_Written task_:
What follows is a block of records; restate each one word for word.

Collected data:
• • • • • • •

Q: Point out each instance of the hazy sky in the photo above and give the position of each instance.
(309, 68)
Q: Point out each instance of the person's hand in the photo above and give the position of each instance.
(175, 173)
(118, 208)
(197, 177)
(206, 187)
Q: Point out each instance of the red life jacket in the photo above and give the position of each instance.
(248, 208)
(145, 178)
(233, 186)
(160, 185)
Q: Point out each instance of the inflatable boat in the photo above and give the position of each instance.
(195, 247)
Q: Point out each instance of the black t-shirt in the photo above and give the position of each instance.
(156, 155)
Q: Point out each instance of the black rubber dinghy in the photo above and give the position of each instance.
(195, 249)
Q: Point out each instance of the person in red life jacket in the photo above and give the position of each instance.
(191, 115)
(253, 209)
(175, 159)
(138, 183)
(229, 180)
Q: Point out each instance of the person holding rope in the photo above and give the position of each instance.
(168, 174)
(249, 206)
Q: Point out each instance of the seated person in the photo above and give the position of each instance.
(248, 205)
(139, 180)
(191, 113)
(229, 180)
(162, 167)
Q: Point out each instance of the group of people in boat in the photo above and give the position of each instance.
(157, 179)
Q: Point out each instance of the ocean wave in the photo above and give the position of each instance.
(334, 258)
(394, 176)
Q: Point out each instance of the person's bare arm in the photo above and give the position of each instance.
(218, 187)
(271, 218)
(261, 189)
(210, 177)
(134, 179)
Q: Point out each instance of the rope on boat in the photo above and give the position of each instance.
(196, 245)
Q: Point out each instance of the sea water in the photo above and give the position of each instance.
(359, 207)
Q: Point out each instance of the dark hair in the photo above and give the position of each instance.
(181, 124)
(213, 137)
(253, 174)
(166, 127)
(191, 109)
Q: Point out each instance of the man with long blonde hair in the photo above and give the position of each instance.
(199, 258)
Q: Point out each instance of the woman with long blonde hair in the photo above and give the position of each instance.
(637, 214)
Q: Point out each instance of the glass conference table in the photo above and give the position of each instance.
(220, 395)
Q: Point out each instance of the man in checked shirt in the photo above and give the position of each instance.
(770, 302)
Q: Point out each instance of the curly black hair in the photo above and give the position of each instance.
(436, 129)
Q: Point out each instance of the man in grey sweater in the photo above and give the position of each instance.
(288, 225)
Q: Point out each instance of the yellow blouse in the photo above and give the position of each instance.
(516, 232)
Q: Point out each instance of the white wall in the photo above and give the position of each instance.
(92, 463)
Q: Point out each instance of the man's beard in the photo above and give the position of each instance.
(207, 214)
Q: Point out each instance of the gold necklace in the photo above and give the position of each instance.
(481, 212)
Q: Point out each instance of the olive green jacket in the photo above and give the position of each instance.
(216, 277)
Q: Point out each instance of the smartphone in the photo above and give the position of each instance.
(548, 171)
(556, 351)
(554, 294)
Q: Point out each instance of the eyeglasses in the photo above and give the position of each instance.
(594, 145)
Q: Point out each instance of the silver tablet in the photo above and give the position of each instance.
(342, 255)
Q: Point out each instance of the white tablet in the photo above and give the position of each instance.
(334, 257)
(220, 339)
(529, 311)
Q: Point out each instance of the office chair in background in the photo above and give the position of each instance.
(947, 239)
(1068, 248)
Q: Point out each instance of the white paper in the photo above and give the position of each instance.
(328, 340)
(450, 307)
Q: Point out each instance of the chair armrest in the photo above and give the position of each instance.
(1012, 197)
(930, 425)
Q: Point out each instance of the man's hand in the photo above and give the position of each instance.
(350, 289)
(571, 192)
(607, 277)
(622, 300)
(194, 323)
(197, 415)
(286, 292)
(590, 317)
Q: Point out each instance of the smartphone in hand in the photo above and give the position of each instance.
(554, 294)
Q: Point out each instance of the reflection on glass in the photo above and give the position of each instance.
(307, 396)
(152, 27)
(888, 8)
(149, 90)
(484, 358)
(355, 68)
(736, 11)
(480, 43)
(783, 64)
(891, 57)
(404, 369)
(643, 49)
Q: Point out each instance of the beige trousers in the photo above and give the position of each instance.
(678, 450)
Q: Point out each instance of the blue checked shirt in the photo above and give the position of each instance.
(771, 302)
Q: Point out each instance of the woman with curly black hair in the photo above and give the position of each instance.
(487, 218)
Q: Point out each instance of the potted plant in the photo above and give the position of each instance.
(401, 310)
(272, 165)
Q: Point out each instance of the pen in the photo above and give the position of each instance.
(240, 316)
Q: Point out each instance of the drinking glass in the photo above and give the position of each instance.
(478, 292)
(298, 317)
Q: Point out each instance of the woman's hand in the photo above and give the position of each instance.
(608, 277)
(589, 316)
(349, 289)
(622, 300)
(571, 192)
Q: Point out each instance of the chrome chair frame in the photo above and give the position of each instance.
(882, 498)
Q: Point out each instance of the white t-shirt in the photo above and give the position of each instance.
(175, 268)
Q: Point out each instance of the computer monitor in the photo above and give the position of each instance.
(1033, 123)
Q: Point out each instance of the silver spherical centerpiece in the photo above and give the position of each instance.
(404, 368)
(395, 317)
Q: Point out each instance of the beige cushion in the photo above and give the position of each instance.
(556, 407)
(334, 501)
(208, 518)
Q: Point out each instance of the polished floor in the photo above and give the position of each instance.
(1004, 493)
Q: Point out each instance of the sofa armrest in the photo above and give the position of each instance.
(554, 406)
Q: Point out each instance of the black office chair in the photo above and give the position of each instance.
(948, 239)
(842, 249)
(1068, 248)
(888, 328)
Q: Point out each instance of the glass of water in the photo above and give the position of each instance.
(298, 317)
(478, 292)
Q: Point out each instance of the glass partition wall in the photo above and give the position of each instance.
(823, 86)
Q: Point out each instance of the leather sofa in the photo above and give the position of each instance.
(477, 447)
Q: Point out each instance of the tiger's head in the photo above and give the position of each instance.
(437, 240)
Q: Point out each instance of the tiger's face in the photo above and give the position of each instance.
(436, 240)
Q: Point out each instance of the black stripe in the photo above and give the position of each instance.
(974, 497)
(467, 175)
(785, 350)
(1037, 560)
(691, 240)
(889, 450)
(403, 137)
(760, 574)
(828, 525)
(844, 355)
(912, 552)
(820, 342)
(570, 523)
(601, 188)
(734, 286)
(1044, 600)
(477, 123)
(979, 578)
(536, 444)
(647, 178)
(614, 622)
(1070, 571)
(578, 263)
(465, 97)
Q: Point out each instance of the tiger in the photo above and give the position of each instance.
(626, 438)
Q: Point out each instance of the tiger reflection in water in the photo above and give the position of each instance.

• • • • • • •

_Response to this task_:
Q: Point out each instance of the hazy sky in the photo above and give the position of each instance.
(309, 68)
Q: Point out each instance of the person's hand in the photo above and give the position of each instance.
(175, 173)
(118, 208)
(197, 177)
(206, 187)
Q: Point out each instance of the red life jacket in the photo above and give the position of each instance.
(248, 208)
(145, 178)
(233, 186)
(160, 185)
Q: Point out each instance of the inflatable boat in the photo above and give the position of each instance.
(195, 247)
Q: Point out each instance of the black t-shirt in the photo above and give the position of each instance.
(156, 155)
Q: Point out each instance of the black rubber dinghy in the photo above and give the position of each instance.
(195, 249)
Q: Point out each instance of the person in red life jacket in the photo above and give the position of each instance.
(191, 115)
(253, 209)
(175, 159)
(138, 183)
(229, 180)
Q: Point out each instance of the person holding rope in the photo above and give the position of each instance.
(168, 174)
(249, 206)
Q: Point out each instance of the seated person in the photo above and give the position of each instance.
(248, 205)
(139, 180)
(191, 113)
(229, 180)
(162, 167)
Q: Point out each instance of the group of people in boat in the photo above and give the position of each instance.
(157, 179)
Q: Point out each instance of the ocean wave in the photo above and give the position of each instance.
(334, 258)
(394, 176)
Q: Point out each instance of the person's bare arm in the photo above and give the position of each instance.
(218, 187)
(271, 218)
(261, 189)
(210, 177)
(134, 179)
Q: Point out each instance of the rope on boat in the photo above and give the position of each instance.
(196, 245)
Q: Point out each instance of the sea water in the photo above and give the position of each instance.
(359, 207)
Q: Point out each instance of the dark hair in the photo above and give the position of each instance.
(181, 124)
(213, 137)
(253, 174)
(166, 127)
(191, 109)
Q: Point out each instance of the man with long blonde hair in the photo above and give the position of each instance.
(199, 258)
Q: Point out each instance of the woman with long blonde hair in the photo above and give the position of each instance.
(637, 214)
Q: Point out each instance of the glass conference table in the photo above and give the position of each instance.
(220, 395)
Q: Point out each instance of the man in checked shirt in the photo above and give the position of each instance.
(770, 302)
Q: Point out each instance of the curly black hair in the photo above and give the position of each instance.
(436, 129)
Q: Point out each instance of the man in grey sweater in the photo above and give the position of each instance.
(288, 225)
Q: Point out each instance of the yellow blouse in the photo above and give the position of each instance.
(516, 232)
Q: Point out each instance of the white wall in the photo above and give the position of each instance.
(92, 463)
Q: Point out each instance of the man's beard in the photo above and give the position of each instance.
(207, 214)
Q: Point out each instance of the gold necklace in the photo above and give the position of each instance.
(481, 212)
Q: Point out each instance of the olive green jacket in the photo above and give the position of each instance.
(216, 277)
Q: Point out each instance of the smartphone in the photo above and give the position of each instance.
(548, 171)
(556, 351)
(554, 294)
Q: Point out each instance of the eyeglasses in the photo above and give the position of each instance.
(594, 145)
Q: Point out each instance of the silver tablet in the photo above and give the position of each instance.
(342, 255)
Q: Point out each instance of the white tablet in the photo above and give the position of each instance.
(334, 257)
(220, 339)
(529, 311)
Q: Point out each instance of the office chair in background in the photo above and give the position of each instance.
(947, 239)
(1068, 248)
Q: Point out each instance of the white paper in the photo above and give the position of each instance.
(328, 340)
(450, 307)
Q: Point out each instance of the chair armrest in the photo above and give the position of each instance.
(1012, 197)
(930, 425)
Q: Point out each instance of the man's hand in the photo above and give the position of each instance.
(350, 289)
(571, 192)
(607, 277)
(622, 300)
(194, 323)
(197, 415)
(286, 292)
(590, 317)
Q: Point out each instance of the smartphone in hand in the photo above and give the position of each instance.
(554, 294)
Q: Point out each instance of the reflection on glass in the photo above and give the position of each instance.
(307, 396)
(152, 27)
(888, 8)
(149, 90)
(484, 358)
(355, 68)
(736, 11)
(480, 43)
(783, 64)
(891, 57)
(404, 369)
(643, 49)
Q: Point out each instance of the beige trousers in the photo above and give the position of each instance.
(678, 450)
Q: Point out each instance of the blue checked shirt in the photo above and give the position of each instance.
(771, 302)
Q: Point out each instance of the woman with curly black hair in the photo above and give the position of each instance.
(487, 218)
Q: Point out each instance of the potted plant in the photo above and give the position of each instance.
(401, 310)
(272, 165)
Q: Point out each instance of the pen in the photo above and give the position of each instance.
(240, 316)
Q: Point out each instance of the drinking glass in the photo above and give the position of each instance.
(478, 292)
(298, 317)
Q: Point out each instance of the woman's hand in the photo above and give the position of each instance.
(608, 277)
(589, 316)
(349, 289)
(622, 300)
(571, 192)
Q: Point out each instance of the chrome chair frame in the photo above and give the position of each instance.
(882, 498)
Q: Point out each instance of the white t-shirt in the photo above and give the position of each instance.
(175, 268)
Q: Point out each instance of the computer monitor in the photo above and give the position of each instance.
(1033, 123)
Q: Point out each instance of the silver spherical centerpiece in the photo above and give the position of each instance.
(404, 368)
(395, 317)
Q: Point out each instance of the beige cushion in the photo above and give the position of each instance.
(556, 407)
(334, 501)
(208, 518)
Q: Point out each instance of the polished floor in the photo above and give the position of each instance.
(1004, 493)
Q: Point out each instance of the sofa armrest in the photo above and give the position of each instance.
(554, 406)
Q: Point out each instance of the black office chair in the photo above and give the position of each instance.
(948, 239)
(842, 249)
(1068, 248)
(888, 328)
Q: Point out each instance of the glass of water in the photo above and give the position of each instance.
(298, 317)
(478, 292)
Q: Point out each instance of the glass partition wall in the photo above and give the position of each instance.
(823, 86)
Q: Point out each instance of the leather sofa in the photo above and give the position of each instance.
(477, 447)
Q: Point out each instance of the tiger's head in the photo above and give the position of each instance.
(437, 240)
Q: Point out each instance of the tiger's face in the photo above and give the position of each instance.
(436, 240)
Q: Point out each instance of the black stripe in the photo above and give the position of each instance.
(974, 497)
(467, 175)
(785, 350)
(1037, 560)
(691, 240)
(889, 450)
(403, 137)
(760, 574)
(828, 525)
(844, 355)
(912, 552)
(820, 342)
(570, 523)
(601, 188)
(734, 286)
(1044, 600)
(477, 123)
(979, 578)
(536, 444)
(647, 178)
(614, 622)
(1070, 571)
(578, 263)
(465, 97)
Q: Point out each instance of the tiger in the photo above and give the position of each instance.
(626, 438)
Q: Point out each instance of the tiger reflection in water in the photo above and give the position of each instance.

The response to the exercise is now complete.